**Task**
Print, with nothing changed, the rows below from the line with "of the blue" up to and including the line with "[[36, 91], [44, 125], [79, 112], [75, 86], [69, 79]]".
____
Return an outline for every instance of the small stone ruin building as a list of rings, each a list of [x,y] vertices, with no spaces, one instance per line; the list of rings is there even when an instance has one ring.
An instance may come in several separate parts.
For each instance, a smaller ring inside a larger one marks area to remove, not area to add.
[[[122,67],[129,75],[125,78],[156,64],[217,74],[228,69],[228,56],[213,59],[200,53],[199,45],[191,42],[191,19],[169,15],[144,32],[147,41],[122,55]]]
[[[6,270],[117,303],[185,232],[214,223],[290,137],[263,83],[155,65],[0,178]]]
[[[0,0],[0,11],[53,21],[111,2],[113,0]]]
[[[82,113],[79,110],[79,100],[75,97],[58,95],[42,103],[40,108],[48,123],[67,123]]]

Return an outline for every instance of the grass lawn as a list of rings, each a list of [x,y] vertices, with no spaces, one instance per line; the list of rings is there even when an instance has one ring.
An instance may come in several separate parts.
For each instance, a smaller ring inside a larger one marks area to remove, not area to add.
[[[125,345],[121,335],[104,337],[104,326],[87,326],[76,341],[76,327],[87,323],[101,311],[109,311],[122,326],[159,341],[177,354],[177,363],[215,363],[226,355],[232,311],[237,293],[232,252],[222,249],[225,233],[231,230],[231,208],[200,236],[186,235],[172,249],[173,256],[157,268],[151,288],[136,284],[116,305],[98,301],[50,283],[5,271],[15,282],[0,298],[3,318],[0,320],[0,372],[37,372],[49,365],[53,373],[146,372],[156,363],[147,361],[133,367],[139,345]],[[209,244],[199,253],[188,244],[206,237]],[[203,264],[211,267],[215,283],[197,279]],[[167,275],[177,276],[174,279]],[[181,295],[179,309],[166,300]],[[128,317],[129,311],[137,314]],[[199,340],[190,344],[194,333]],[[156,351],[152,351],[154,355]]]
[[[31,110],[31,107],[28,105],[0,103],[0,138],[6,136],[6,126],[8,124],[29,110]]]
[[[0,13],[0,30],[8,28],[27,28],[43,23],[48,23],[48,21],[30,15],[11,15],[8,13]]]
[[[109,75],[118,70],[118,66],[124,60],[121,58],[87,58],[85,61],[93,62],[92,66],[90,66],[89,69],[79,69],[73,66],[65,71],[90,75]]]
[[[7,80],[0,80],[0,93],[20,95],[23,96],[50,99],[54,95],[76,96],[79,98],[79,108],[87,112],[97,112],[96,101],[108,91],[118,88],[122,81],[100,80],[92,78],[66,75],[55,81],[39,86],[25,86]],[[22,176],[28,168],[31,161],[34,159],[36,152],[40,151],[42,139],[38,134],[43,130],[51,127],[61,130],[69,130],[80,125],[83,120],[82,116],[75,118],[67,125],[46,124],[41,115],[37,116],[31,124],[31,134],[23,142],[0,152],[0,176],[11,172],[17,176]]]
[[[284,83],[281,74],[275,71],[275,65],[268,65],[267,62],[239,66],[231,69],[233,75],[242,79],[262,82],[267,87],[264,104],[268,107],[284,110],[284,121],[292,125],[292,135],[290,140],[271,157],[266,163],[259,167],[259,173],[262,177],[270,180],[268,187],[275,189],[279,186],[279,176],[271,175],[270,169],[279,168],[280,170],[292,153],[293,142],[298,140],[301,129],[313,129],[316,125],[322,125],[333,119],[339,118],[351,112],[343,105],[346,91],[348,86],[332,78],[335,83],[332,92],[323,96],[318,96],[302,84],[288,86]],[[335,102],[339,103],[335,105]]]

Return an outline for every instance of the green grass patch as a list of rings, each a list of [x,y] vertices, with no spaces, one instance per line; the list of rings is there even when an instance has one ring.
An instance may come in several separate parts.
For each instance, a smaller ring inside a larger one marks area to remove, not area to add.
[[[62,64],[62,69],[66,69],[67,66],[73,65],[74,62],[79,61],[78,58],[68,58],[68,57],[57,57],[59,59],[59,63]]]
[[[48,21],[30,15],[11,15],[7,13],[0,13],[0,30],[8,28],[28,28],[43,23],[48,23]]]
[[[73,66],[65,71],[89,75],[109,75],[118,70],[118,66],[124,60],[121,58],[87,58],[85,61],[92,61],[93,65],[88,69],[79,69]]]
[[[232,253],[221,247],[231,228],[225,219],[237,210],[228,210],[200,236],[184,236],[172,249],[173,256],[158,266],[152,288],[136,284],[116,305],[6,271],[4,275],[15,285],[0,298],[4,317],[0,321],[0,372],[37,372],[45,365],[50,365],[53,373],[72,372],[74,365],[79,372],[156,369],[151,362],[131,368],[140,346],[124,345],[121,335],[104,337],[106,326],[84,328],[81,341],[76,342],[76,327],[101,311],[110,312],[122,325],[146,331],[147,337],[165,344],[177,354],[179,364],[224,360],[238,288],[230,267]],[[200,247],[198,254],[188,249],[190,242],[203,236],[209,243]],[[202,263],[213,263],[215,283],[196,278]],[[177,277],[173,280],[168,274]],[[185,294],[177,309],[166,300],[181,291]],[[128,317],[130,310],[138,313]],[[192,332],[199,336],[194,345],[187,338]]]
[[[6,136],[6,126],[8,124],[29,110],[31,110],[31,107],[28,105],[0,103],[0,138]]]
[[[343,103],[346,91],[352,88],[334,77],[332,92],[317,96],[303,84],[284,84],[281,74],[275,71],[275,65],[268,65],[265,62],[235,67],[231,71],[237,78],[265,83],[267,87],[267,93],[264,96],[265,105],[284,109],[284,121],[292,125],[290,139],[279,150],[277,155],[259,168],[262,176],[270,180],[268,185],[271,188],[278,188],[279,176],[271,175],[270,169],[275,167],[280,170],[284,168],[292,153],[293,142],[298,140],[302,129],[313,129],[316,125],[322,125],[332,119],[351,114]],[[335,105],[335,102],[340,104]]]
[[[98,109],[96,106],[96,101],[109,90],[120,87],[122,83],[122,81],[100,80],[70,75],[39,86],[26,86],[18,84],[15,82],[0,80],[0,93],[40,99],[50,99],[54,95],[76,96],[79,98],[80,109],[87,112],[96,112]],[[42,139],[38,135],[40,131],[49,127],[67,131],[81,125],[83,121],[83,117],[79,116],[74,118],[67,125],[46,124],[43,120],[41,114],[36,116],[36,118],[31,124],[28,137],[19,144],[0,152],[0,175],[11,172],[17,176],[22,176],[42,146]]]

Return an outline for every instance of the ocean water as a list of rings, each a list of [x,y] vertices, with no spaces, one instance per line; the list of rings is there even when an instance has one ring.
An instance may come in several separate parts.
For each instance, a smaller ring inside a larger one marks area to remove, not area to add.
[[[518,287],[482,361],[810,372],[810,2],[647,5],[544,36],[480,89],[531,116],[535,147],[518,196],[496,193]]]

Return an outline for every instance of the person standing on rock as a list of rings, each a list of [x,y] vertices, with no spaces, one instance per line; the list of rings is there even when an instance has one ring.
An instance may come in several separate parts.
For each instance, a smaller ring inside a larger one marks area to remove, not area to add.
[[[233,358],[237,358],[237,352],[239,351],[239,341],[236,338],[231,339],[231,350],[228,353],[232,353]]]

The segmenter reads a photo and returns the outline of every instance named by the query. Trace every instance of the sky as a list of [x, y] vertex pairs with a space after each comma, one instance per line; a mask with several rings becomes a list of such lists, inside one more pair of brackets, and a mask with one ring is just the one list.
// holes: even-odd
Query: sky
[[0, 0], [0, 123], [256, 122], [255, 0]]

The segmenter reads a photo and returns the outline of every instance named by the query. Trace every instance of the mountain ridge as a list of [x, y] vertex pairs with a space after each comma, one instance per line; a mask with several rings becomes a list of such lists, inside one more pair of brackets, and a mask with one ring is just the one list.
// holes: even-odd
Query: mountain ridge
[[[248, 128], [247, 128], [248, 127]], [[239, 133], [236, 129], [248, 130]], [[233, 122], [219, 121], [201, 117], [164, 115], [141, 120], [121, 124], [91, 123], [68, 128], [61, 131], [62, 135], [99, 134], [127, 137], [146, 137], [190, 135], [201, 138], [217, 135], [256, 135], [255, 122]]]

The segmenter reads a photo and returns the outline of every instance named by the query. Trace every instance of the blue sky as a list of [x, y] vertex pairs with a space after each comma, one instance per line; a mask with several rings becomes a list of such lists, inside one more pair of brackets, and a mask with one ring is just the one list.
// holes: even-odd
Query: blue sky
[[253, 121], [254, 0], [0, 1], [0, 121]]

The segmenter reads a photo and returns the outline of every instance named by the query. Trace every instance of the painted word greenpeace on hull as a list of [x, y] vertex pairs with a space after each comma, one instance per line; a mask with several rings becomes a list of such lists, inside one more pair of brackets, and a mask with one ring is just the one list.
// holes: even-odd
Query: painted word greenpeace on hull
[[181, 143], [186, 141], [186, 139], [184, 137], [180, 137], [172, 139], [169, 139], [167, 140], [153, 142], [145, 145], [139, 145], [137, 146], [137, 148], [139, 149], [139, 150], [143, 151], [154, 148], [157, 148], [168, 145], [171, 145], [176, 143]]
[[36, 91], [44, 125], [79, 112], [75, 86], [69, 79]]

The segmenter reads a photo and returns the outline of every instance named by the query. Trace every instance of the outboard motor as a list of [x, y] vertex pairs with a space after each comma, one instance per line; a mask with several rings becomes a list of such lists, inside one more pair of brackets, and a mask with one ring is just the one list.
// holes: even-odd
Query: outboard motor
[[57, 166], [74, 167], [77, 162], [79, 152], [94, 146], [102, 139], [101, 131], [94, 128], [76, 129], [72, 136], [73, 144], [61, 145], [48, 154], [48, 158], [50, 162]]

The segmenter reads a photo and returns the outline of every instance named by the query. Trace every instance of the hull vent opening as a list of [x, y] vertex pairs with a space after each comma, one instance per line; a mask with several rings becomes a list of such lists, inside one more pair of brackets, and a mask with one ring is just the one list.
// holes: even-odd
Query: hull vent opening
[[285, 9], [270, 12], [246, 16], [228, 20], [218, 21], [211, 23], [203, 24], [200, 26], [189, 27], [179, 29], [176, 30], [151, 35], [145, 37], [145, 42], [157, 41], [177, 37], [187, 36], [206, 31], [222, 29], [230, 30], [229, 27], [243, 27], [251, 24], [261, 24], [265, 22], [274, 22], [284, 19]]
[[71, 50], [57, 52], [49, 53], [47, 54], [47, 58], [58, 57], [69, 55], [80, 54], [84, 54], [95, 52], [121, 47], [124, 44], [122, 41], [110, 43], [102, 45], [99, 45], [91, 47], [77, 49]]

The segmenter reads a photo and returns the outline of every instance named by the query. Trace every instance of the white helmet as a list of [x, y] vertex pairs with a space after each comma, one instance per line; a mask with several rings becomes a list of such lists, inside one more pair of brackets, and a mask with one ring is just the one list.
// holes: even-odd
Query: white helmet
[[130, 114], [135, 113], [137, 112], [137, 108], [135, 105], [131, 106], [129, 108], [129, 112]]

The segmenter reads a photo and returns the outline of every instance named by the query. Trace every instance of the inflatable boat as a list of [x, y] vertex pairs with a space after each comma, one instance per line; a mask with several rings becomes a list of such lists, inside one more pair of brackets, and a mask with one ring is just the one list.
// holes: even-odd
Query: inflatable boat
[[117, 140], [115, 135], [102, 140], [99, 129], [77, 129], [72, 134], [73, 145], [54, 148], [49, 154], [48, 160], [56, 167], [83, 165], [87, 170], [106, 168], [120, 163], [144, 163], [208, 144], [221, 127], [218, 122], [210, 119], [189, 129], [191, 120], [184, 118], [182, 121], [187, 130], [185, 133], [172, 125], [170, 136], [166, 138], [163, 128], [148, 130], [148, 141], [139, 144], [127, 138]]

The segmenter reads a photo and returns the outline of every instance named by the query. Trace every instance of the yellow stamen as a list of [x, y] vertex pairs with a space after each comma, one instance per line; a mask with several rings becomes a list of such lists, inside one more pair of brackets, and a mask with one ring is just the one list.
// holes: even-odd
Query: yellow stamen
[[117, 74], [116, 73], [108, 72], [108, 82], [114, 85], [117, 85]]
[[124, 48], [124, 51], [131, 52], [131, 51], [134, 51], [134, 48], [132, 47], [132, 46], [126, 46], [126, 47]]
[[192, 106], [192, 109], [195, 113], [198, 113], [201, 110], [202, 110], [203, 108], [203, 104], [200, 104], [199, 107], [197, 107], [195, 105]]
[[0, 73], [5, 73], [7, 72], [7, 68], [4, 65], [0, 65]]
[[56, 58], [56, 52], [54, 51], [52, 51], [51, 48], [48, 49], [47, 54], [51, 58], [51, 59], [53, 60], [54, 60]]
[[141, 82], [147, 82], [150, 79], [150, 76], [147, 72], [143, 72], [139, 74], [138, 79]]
____
**Result below**
The segmenter reads a photo and returns the outline of every instance named by the query. Trace every instance of the blue sky as a list of [x, y] vertex pairs with a space after each comma, one instance per line; a mask with several rings becomes a list of such lists, inside one more pair of brackets, and a mask with one ring is just the one list.
// holes: even-odd
Query: blue sky
[[253, 121], [254, 0], [0, 1], [0, 121]]

The segmenter reads a photo and returns the outline of every instance named by the query. Trace every instance of the painted word greenpeace on hull as a list of [x, y] vertex pairs with a space after each comma, one instance per line; a mask with several rings becomes a list of such lists, inside one more pair of brackets, and a mask with one ring is just the one list.
// holes: even-odd
Query: painted word greenpeace on hull
[[181, 143], [186, 141], [186, 139], [184, 137], [180, 137], [172, 139], [169, 139], [167, 140], [153, 142], [145, 145], [139, 145], [137, 146], [137, 148], [139, 149], [139, 150], [143, 151], [154, 148], [157, 148], [168, 145], [171, 145], [176, 143]]
[[36, 91], [44, 125], [79, 112], [75, 86], [69, 79]]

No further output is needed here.